La Administración debe percibirse como una herramienta de bienestar y no como un sobrecoste inevitable

El ciudadano precisa y demanda servicios avanzados (educacionales, sanitarios, legales, etcétera), políticas de fomento y de soporte, además de una gestión segura y de calidad sobre todo lo que le afecta (sanidad, alimentación, seguridad viaria, seguridad ciudadana, etcétera). Todo esto requiere una Administración pública adecuada y unas normas reguladoras que garanticen estos objetivos. Pero esta actuación pública, conforme a las leyes y normas establecidas, recaen en el ciudadano en forma de costes, ya sean indirectos a través de los impuestos o, simplemente, en tiempo destinado a atender los diferentes requerimientos de información o de acción. Y, obviamente, estos costes repercuten en la competitividad del país y en consecuencia en las expectativas de futuro y bienestar.

No estoy enfatizando propuestas anarquizantes, al contrario. Un sector público sensible y cercano al ciudadano significa un sector público descentralizado y que establece relaciones eficientes con el ciudadano al prestarle los servicios que este precisa. Ahora bien, para orientarse hacia este objetivo es preciso contemplar la simplificación y la facilidad de la relación del ciudadano con la Administración como una finalidad de primer nivel. Se trata de un objetivo poco aparente, que quizá no ofrece vistosidad mediática, pero no por este hecho es menos importante.

*LO QUE SE PIDE*.
Enumera los ámbitos que el texto sobre la Administración pública pone entre paréntesis como ejemplos de lo que afecta al ciudadano y necesita una gestión segura y de calidad.

*DATOS MOSTRADOS*.
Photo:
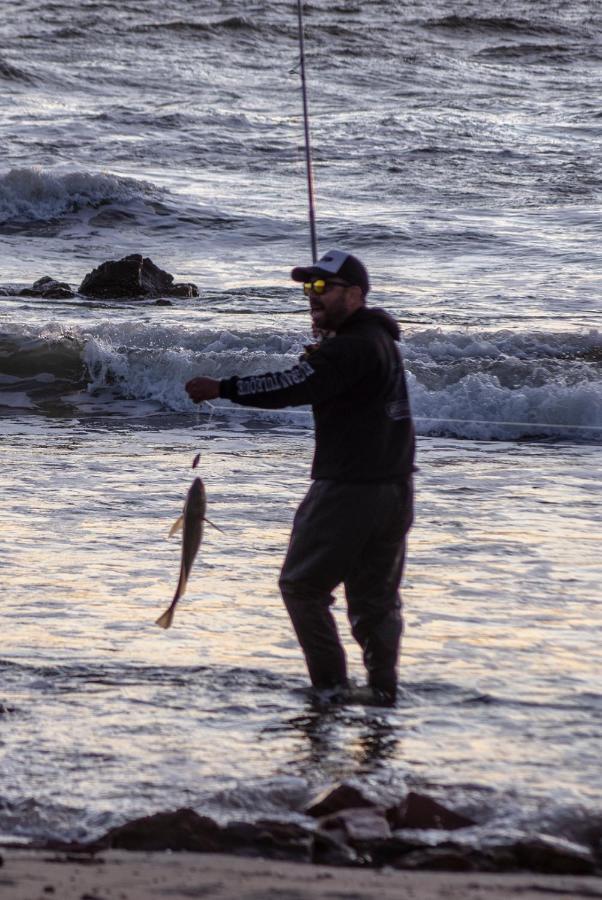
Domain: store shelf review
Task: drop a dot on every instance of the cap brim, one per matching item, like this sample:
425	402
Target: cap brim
306	273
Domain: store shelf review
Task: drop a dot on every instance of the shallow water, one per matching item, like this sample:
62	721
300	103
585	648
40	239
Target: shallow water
108	717
456	152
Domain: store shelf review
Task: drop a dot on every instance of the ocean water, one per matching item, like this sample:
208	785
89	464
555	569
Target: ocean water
456	151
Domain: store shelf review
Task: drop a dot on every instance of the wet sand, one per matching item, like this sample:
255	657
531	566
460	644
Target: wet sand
118	875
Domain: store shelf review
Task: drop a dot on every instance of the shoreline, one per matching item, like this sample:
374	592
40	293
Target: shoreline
128	875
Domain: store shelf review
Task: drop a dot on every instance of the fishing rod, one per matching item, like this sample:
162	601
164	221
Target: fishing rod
308	168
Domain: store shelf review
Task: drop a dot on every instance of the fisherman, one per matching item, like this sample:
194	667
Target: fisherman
352	525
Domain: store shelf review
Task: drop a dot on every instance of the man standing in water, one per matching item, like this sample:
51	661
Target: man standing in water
351	527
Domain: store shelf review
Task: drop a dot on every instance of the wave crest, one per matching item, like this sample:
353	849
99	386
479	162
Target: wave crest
34	195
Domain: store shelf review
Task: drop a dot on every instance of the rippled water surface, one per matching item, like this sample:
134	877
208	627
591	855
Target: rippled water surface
456	151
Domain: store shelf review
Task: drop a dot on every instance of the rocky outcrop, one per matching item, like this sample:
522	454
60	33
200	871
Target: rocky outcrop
419	811
343	796
364	835
48	288
133	277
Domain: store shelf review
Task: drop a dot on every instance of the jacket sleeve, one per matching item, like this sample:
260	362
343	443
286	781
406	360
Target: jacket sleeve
338	364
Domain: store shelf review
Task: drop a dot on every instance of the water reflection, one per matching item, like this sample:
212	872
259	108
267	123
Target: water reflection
337	742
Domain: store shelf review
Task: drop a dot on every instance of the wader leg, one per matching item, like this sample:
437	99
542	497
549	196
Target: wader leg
325	537
372	590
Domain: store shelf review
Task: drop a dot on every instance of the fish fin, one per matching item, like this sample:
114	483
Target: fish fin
165	620
213	525
177	526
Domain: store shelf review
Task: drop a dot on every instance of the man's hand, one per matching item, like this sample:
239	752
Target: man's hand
200	389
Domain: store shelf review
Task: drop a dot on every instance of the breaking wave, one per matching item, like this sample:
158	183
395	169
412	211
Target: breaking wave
486	386
34	195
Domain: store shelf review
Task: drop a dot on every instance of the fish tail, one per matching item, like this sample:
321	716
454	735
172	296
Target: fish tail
177	526
165	620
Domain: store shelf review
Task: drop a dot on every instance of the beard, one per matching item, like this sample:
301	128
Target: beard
328	316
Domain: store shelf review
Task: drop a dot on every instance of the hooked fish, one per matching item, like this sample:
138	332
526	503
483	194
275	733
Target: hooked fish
191	523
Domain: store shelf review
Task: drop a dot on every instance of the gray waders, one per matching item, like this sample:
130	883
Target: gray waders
352	534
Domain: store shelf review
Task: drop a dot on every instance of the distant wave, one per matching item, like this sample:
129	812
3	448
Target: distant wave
230	23
508	24
538	52
502	385
35	195
8	72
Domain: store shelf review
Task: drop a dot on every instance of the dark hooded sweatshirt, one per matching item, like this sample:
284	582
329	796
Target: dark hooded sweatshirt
356	386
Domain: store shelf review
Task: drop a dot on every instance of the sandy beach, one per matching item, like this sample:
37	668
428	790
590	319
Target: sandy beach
28	875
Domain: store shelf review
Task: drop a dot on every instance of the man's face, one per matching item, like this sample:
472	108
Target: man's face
330	308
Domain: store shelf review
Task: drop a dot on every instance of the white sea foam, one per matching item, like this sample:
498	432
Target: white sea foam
32	194
482	385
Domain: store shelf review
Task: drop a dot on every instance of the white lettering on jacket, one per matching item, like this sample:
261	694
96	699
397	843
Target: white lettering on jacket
262	384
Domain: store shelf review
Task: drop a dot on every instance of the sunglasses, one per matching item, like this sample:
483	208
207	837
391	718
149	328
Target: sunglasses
320	286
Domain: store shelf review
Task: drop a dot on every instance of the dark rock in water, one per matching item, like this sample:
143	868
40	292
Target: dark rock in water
357	826
419	811
343	796
328	851
183	829
266	838
49	288
133	276
448	859
553	856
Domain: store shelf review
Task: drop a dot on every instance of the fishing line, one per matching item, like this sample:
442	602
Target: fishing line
308	166
300	414
509	424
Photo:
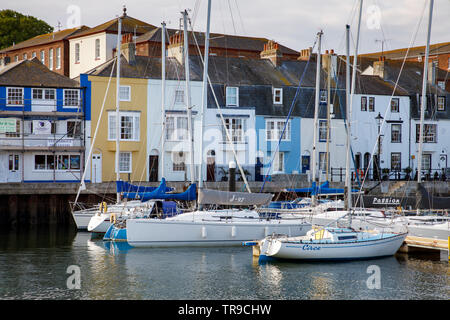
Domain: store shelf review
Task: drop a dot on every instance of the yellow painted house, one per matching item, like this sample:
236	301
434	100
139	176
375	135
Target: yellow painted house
133	127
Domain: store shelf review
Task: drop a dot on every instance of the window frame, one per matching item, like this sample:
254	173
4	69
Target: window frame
57	162
77	52
77	105
229	96
426	138
275	132
179	96
397	110
58	58
277	160
441	106
236	127
8	99
130	161
363	103
323	96
178	166
399	136
277	93
128	98
50	58
73	129
323	127
97	49
134	130
397	168
42	56
371	104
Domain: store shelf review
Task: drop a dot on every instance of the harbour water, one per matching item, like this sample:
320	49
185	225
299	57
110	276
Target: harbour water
65	264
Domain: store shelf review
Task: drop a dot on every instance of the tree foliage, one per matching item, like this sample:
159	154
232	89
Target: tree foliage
16	27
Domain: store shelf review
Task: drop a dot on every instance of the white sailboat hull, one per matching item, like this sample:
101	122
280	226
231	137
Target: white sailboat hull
310	250
99	223
82	220
170	232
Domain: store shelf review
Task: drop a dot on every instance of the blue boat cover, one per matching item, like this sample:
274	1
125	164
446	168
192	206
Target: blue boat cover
324	188
160	193
123	186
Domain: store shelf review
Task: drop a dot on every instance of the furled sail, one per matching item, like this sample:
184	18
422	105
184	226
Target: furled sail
206	196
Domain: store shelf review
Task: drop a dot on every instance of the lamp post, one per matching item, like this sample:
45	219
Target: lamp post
379	120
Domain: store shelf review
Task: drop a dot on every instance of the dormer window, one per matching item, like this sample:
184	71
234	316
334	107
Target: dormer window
277	96
232	96
441	103
15	96
97	49
323	96
77	53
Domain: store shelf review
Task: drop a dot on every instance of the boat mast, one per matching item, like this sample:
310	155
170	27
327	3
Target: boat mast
204	93
316	116
348	184
350	106
424	96
188	96
163	95
118	56
328	115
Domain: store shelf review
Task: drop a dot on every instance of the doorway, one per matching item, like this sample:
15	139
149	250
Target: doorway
14	168
97	168
153	168
211	166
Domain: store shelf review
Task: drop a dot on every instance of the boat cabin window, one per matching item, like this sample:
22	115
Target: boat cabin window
347	238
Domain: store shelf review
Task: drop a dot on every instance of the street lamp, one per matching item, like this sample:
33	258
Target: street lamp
379	120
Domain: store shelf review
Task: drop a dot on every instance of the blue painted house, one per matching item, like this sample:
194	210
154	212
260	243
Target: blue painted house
41	125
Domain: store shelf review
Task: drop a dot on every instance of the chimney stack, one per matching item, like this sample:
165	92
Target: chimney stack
329	60
128	49
175	48
305	54
272	52
379	68
431	73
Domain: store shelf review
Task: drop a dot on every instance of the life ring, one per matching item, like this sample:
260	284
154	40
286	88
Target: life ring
103	207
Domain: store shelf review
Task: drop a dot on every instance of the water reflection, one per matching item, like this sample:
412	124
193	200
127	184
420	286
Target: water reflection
33	266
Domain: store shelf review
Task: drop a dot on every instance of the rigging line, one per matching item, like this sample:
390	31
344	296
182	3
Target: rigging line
240	18
196	9
223	120
232	18
95	135
413	37
288	117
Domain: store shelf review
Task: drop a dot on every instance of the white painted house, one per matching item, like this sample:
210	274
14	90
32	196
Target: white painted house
176	145
95	46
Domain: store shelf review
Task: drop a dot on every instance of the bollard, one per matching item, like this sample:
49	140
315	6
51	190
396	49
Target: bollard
232	176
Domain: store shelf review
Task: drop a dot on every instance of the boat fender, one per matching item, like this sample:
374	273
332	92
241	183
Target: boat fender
103	207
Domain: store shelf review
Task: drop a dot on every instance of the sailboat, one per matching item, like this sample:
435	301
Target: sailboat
331	243
212	227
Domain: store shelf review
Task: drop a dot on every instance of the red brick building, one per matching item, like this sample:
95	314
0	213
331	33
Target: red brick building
52	49
149	44
439	57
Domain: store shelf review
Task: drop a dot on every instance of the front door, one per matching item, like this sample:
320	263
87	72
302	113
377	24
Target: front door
305	163
14	168
153	169
211	169
97	168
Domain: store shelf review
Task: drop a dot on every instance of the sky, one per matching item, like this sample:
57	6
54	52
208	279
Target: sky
385	24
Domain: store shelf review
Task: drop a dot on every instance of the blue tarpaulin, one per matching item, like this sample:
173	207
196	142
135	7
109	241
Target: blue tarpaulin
161	193
324	188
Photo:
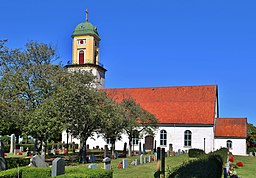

*RESPUESTA*.
Sanidad, alimentación, seguridad viaria y seguridad ciudadana.